**Exercise directions**
Extract every line of the records that contains the string "white", treating uppercase and lowercase as different.

**Provided data**
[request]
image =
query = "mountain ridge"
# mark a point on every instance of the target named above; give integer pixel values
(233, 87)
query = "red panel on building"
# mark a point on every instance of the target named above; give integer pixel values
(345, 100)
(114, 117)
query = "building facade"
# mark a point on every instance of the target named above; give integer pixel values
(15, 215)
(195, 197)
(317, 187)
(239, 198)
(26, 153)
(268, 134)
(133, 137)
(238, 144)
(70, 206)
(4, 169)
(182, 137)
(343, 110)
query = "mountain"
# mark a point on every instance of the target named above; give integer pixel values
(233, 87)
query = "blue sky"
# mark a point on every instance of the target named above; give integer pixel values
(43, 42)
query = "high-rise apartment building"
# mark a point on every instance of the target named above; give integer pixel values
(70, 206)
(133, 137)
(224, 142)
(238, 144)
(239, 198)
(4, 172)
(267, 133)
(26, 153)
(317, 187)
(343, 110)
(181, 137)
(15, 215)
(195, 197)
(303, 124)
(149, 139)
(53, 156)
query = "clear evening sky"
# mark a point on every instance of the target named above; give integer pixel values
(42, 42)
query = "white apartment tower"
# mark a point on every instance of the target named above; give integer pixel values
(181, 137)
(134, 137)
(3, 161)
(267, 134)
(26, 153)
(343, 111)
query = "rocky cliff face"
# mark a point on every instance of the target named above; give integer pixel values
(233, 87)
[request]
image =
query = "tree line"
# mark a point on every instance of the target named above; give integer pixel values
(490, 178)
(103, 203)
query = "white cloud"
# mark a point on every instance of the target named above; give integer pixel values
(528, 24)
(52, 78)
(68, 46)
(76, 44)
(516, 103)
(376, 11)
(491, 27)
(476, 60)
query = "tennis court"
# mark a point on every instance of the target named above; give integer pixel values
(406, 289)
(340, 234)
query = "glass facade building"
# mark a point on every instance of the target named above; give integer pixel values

**Result of this task**
query = "white apartment tower"
query = "white cloud"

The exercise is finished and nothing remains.